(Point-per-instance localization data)
◇ ◇ ◇ ◇ ◇
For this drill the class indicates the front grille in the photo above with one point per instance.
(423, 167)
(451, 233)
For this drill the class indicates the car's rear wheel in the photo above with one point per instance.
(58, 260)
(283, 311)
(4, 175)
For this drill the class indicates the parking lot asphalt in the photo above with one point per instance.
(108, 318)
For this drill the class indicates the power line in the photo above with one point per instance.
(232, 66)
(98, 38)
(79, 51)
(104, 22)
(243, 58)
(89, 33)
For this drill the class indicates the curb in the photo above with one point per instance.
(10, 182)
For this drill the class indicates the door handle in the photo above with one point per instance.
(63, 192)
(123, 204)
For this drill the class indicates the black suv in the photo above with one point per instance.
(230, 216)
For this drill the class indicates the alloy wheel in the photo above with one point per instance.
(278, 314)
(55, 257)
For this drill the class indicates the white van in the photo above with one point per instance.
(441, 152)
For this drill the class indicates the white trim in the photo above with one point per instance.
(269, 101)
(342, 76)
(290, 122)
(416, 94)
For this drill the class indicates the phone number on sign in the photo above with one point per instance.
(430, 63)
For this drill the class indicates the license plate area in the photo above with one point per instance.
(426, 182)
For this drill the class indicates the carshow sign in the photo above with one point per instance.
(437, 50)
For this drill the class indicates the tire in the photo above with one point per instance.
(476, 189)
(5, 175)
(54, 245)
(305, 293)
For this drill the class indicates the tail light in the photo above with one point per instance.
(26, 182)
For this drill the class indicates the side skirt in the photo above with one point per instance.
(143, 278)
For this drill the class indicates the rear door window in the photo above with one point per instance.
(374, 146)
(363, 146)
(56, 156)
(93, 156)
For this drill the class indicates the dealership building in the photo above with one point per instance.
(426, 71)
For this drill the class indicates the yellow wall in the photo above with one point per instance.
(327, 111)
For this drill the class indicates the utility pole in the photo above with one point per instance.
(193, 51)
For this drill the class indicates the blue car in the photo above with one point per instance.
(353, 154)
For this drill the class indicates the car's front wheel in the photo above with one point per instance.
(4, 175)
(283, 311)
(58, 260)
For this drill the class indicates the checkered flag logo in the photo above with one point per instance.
◇ ◇ ◇ ◇ ◇
> _WHAT YOU HAVE TO DO_
The response has to match the data exactly, line for line.

> _RESULT FOR THIS TASK_
For this drill the class indicates the front grille in the photo above with one point per instance.
(423, 167)
(451, 233)
For this drill the class indicates the car's rear wheel in the photo above with one point per instance.
(58, 260)
(283, 311)
(4, 175)
For this drill the class indicates the parking lot asphalt in the photo above with one point per instance.
(108, 318)
For this drill the class indicates the power line in the photo above with one point per instance.
(232, 66)
(98, 38)
(79, 51)
(104, 22)
(243, 58)
(89, 33)
For this drill the class indicates the curb in the photo above with one point per instance.
(10, 182)
For this drill the class indicates the door handle in the photo above with one point per instance.
(63, 192)
(123, 204)
For this drill the class indicates the black suv in the photo above with one point per instance.
(230, 216)
For this drill the class indicates the alloy wheel in the photo above with one point per instance.
(278, 314)
(55, 257)
For this drill the class indicates the white van in the photo above with one point per instance.
(441, 152)
For this drill the class indicates the white trim in the photo above with one point per instance.
(269, 101)
(342, 76)
(290, 122)
(416, 94)
For this drill the class indicates the phone number on sign in the photo above with one point per instance.
(430, 63)
For this drill the class indicates the license plate area in the photo above with one point per instance.
(426, 182)
For this drill the class indicates the carshow sign in the photo above with one point per instance.
(437, 50)
For this drill the class indicates the tire in the photo above with one point per instance.
(476, 189)
(5, 175)
(54, 245)
(305, 293)
For this drill the class indicates the tail light in the photo above with one point per instance.
(26, 182)
For this drill the class indicates the side skirt in the photo above with one point per instance.
(143, 278)
For this drill the class indicates the rear door window in the photo above with one point per instance.
(374, 146)
(363, 146)
(56, 156)
(93, 156)
For this drill the class indicates the dealership building in the photo above with one point per instance.
(426, 71)
For this drill the class indicates the yellow wall in the photo above with one point per instance.
(327, 111)
For this drill the class indicates the utility pole in the photo above with one point per instance.
(193, 51)
For this drill the class indicates the blue car in the photo above with one point per instance.
(353, 154)
For this drill the class indicates the car's front wheel in the photo above with one point per instance.
(4, 175)
(283, 311)
(58, 260)
For this drill the class indicates the checkered flag logo in the photo above with one point per instance.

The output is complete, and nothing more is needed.